RECORDS PROVIDED >>

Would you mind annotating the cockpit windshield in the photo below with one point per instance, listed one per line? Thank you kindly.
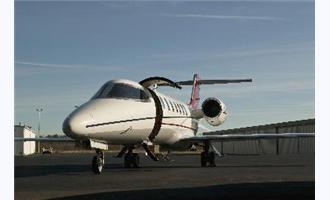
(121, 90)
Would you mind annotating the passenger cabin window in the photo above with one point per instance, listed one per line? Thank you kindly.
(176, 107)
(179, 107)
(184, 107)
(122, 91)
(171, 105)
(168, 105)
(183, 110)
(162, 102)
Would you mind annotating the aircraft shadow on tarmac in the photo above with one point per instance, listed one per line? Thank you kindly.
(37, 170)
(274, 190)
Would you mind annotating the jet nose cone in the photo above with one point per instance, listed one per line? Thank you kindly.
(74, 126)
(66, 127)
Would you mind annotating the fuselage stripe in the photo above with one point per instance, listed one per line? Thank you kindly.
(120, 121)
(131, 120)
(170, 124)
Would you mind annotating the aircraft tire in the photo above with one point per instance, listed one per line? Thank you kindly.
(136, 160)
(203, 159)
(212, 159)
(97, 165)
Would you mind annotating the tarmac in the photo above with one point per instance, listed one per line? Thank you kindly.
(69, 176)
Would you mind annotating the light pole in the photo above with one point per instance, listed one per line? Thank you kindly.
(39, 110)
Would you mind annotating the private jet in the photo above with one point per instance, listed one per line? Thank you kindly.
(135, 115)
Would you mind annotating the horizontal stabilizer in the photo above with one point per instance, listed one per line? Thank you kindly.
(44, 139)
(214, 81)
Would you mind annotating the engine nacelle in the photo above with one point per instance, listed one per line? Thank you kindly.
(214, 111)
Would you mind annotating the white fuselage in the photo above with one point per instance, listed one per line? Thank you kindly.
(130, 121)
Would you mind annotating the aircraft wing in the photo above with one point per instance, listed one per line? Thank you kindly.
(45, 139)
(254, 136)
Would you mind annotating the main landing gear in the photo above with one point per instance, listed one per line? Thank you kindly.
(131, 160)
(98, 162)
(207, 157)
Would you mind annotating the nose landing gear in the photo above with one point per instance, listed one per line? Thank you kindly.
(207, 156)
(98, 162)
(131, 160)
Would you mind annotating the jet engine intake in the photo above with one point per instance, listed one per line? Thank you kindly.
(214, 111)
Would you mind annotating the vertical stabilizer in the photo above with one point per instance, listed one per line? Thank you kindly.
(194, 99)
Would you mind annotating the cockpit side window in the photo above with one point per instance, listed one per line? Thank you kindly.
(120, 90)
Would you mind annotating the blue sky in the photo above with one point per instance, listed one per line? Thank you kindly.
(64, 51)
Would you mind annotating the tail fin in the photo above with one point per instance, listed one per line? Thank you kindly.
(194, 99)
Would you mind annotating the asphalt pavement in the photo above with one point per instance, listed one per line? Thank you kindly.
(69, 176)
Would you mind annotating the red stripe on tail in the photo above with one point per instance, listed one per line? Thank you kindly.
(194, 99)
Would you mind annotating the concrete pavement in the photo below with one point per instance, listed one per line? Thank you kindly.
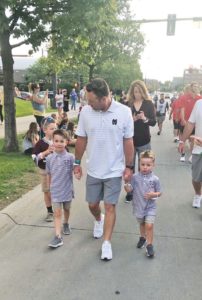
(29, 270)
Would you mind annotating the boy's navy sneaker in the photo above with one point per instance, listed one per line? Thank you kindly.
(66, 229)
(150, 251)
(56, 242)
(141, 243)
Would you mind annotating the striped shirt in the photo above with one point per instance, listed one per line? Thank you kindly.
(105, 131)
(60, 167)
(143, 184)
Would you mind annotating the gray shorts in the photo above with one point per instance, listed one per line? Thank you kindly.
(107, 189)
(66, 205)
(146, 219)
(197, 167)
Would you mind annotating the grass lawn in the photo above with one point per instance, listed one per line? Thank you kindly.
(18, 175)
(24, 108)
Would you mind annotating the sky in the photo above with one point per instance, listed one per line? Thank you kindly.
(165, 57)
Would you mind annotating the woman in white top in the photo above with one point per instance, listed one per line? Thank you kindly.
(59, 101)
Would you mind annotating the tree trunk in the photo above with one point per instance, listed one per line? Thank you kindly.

THE TASK >>
Copy each line exactly, from the line containing "Would you mind annotating the gray" down to the last line of the material, and no other lines.

OUTPUT >>
Would you mind annotating the gray shorts in the photo above with one point per instance, listed one per line? Thank you kindly.
(107, 189)
(66, 205)
(146, 219)
(197, 167)
Would you mind annotating the grass lawn in the photo above with one point per instance, listed one per line? Thank you kindly.
(18, 175)
(24, 108)
Would you mind annotating the sky in the photo above with one point per instance, listed one per line? Thank you kindly.
(165, 57)
Would you mind annotating the woman in white top in the photo above with one point per instance, listed one per line? Thank you kindly.
(59, 101)
Would you mind annotating the tree trunk in the photo above with one point per instance, listed one per line? Thank you kindly.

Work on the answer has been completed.